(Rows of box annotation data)
[start]

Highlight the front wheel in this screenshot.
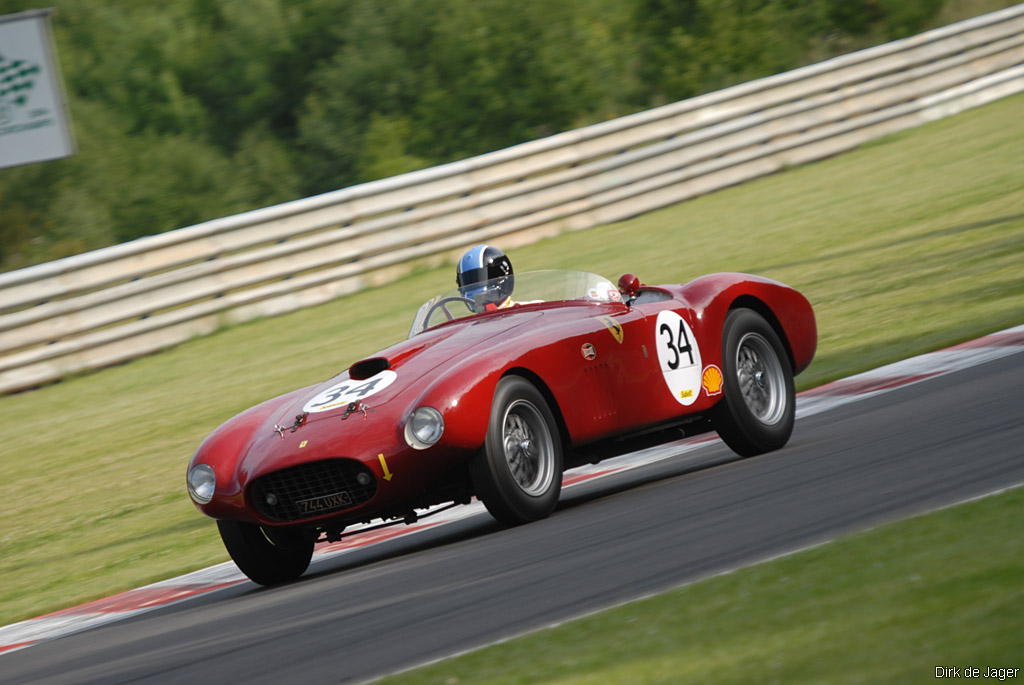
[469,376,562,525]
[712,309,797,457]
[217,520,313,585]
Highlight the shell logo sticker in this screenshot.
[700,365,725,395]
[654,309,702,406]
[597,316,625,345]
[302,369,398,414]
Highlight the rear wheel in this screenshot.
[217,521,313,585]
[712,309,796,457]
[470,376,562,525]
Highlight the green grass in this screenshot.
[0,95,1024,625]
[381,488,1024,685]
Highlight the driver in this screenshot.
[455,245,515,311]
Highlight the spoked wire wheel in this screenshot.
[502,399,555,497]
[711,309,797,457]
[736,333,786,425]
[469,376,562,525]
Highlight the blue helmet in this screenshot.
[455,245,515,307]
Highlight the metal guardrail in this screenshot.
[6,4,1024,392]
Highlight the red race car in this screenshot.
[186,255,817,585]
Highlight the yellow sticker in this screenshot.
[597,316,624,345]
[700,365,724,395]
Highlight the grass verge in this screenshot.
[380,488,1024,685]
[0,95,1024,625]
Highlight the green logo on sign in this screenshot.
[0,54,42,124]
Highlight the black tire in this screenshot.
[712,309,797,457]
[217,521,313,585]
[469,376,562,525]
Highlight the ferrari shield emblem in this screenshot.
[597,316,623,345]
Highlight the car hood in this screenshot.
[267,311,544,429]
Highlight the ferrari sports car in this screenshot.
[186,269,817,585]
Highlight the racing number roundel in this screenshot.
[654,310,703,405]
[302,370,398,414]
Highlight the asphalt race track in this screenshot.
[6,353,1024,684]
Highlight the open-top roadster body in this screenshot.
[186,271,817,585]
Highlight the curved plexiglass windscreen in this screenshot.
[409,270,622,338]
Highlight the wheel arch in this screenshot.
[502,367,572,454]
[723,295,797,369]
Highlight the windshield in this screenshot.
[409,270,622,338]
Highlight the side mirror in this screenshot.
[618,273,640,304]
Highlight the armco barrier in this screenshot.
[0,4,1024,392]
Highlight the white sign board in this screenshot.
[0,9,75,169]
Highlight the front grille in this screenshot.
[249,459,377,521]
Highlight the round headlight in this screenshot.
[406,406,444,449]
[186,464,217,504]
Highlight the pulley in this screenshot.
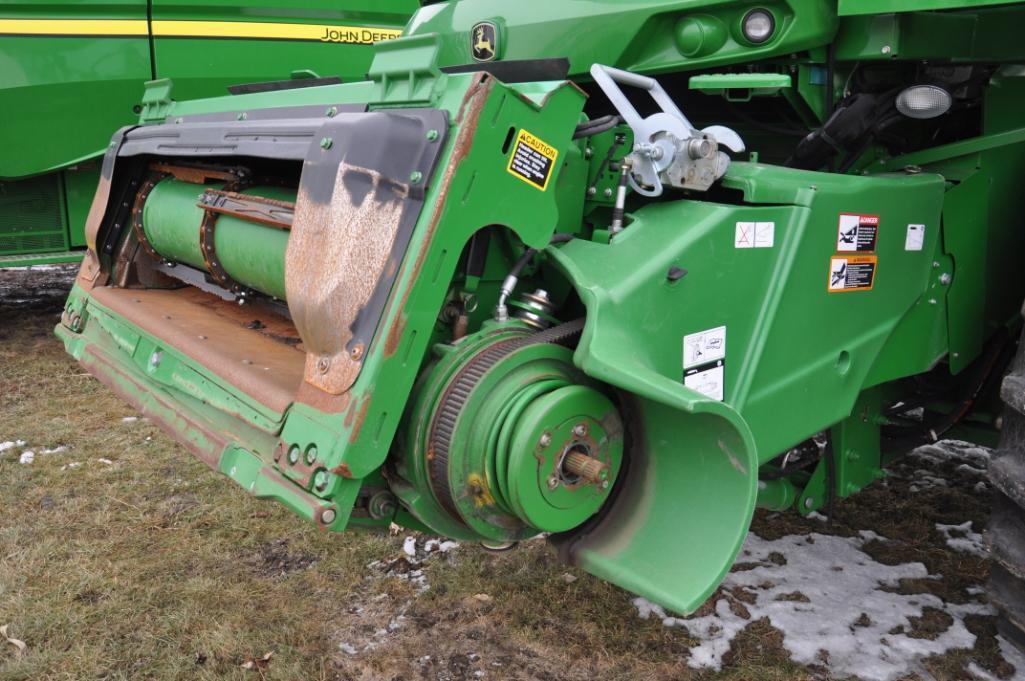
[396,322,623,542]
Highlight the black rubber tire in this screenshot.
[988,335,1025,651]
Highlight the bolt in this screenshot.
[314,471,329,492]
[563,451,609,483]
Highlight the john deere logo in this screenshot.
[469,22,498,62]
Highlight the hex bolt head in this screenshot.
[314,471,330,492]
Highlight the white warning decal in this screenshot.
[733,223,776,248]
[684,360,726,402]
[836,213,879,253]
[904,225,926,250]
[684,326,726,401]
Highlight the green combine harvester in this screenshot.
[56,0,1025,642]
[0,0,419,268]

[end]

**PROMPT:** Rewrite the entire listing above as a JSON array of strings, one string per line, omitting blank lines and the picture lines.

**RESULT:**
[
  "Highlight the front wheel in this screenshot.",
  "[469,376,562,525]",
  "[712,309,797,457]",
  "[217,520,313,585]",
  "Highlight the shell logo sticker in this screenshot.",
  "[700,365,725,395]",
  "[654,309,702,406]",
  "[597,316,625,345]",
  "[302,369,398,414]",
  "Highlight the rear wheel in this screenshot.",
  "[217,521,313,585]",
  "[712,309,796,457]",
  "[470,376,562,525]",
  "Highlight the green grass in this screenshot.",
  "[0,95,1024,625]",
  "[381,488,1024,685]",
  "Highlight the driver in this screenshot.",
  "[455,245,515,311]",
  "Highlight the spoked wire wheel in this screenshot.",
  "[502,399,555,497]",
  "[711,309,797,457]",
  "[736,333,786,425]",
  "[469,376,562,525]",
  "Highlight the blue helmet in this screenshot.",
  "[455,245,515,307]",
  "Highlight the metal guardrail in this screenshot.",
  "[6,4,1024,392]",
  "Highlight the red race car in this screenshot.",
  "[186,255,817,585]",
  "Highlight the yellow sticker in this screenshot.",
  "[597,316,624,345]",
  "[700,365,724,395]",
  "Highlight the grass verge in this screenshot.",
  "[380,488,1024,685]",
  "[0,95,1024,625]",
  "Highlight the green logo on sign in this screenshot.",
  "[0,54,42,124]",
  "Highlight the black tire in this screenshot.",
  "[712,309,797,457]",
  "[217,521,313,585]",
  "[469,376,562,525]",
  "Highlight the ferrari shield emblem in this screenshot.",
  "[597,316,623,345]",
  "Highlight the car hood in this screenshot.",
  "[267,311,544,429]",
  "Highlight the ferrari sports car in this screenshot.",
  "[186,269,817,585]",
  "Highlight the racing number roundel in this screenshot.",
  "[654,310,703,405]",
  "[302,370,398,414]",
  "Highlight the asphalt race track in this screenshot.",
  "[6,353,1024,684]",
  "Highlight the open-top roadster body in this screenshot.",
  "[186,271,817,585]",
  "Highlight the curved plexiglass windscreen in this screenshot.",
  "[409,270,622,338]",
  "Highlight the wheel arch in this screenshot.",
  "[502,367,572,454]",
  "[723,295,797,369]",
  "Highlight the windshield in this screenshot.",
  "[409,270,622,338]",
  "Highlight the side mirror in this screenshot.",
  "[618,273,640,304]",
  "Highlight the armco barrier in this screenshot.",
  "[0,4,1024,392]",
  "Highlight the white sign board in this screenshot.",
  "[0,9,75,169]",
  "Highlight the front grille in this screenshot.",
  "[249,459,377,521]",
  "Highlight the round headlight in this screenshot.",
  "[406,406,444,449]",
  "[186,464,217,504]",
  "Highlight the pulley in this screenshot.",
  "[396,322,623,542]",
  "Highlight the black rubber tire in this screenshot.",
  "[988,335,1025,651]",
  "Highlight the bolt in this screenshot.",
  "[314,471,329,492]",
  "[563,451,609,483]",
  "Highlight the john deere logo in this screenshot.",
  "[469,22,498,62]",
  "Highlight the hex bolt head in this screenshot.",
  "[314,471,330,492]",
  "Highlight the white warning decal in this screenshot.",
  "[733,223,776,248]",
  "[684,360,726,402]",
  "[836,213,879,253]",
  "[904,225,926,250]",
  "[684,326,726,401]",
  "Highlight the green combine harvester in this screenshot.",
  "[56,0,1025,642]",
  "[0,0,419,268]"
]